> _Document_:

■ ■ ■

According to another embodiment of this invention, the pixels of a scalable searching range are moved from an off-chip frame buffer to an on-chip buffer which significantly reduces the time of allocating pixel data compared to a fixed larger searching range.

According to another embodiment of this invention, the procedures and steps of quickly determining the scalable searching range in the motion estimation is done by comparing MVs of previous frame, top and and left blocks.

According to an embodiment of this invention, the searching distance of X-axis and Y-axis directions of the searching range are dependent on the slope of the corresponding MVs. The larger value of each direction of the MV the larger the searching distance will be.

According to an embodiment of this invention, the slope of the MV to decides the ratio of X-axis and Y-axis of the searching range and moves the pixel of the decided searching range from a frame buffer into the on-chip block buffer.

According to an embodiment of this invention, the motion estimator incorporates a pipelining scheme moving the next 16×16 pixels into a buffer while calculating an SAD of the current macroblock.

It is to be understood that both the foregoing general description and the following detailed description are by examples, and are intended to provide further explanation of the invention as claimed.

BRIEF DESCRIPTION OF THE DRAWINGS

FIG. 1 shows three basic types of the MPEG video frame coding including I-frame, P-frame and B-frame.

FIG. 2 is a brief block diagram of the prior art video compression encoder, which is conventionally used in most MPEG encoder system.

FIG. 3 is an illustration of the best match macroblock searching from the previous frame and the next frame. The concept of the searching range is also depicted in this figure.

FIG. 4A illustrates a means of starting point prediction of the motion estimation by using the upper and left macroblocks as references.

FIG. 4B shows the motion vectors of a GOB, group of block.

FIG. 4C illustrates a means of prediction combining the upper blocks, left block and the corresponding block of previous frame.

FIG. 4D depicts a means of starting point prediction with temporal vector of the MV change from previous two frames.

FIG. 5 illustrates the scalable searching range with variable searching distances of the X-axis and Y-axis directions.

■ ■ ■

> _Listed records_:
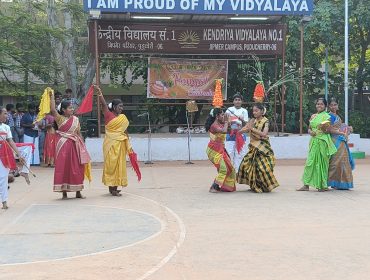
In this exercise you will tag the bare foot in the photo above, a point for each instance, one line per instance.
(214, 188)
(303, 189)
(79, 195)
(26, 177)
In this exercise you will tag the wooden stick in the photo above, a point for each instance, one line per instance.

■ ■ ■

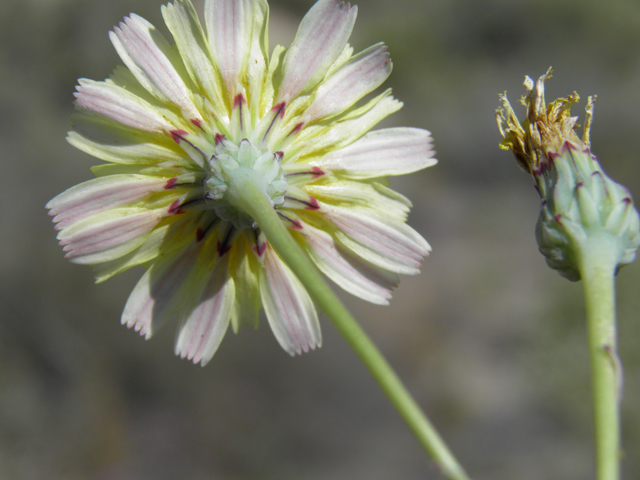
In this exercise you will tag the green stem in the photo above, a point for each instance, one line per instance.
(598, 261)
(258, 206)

■ ■ ■

> _Instruction_: Reproduce the patent description from "FIG. 4D depicts" up to and including "and Y-axis directions.", switching "scalable searching range" to "adaptive searching range".

> _Task answer_:
FIG. 4D depicts a means of starting point prediction with temporal vector of the MV change from previous two frames.

FIG. 5 illustrates the adaptive searching range with variable searching distances of the X-axis and Y-axis directions.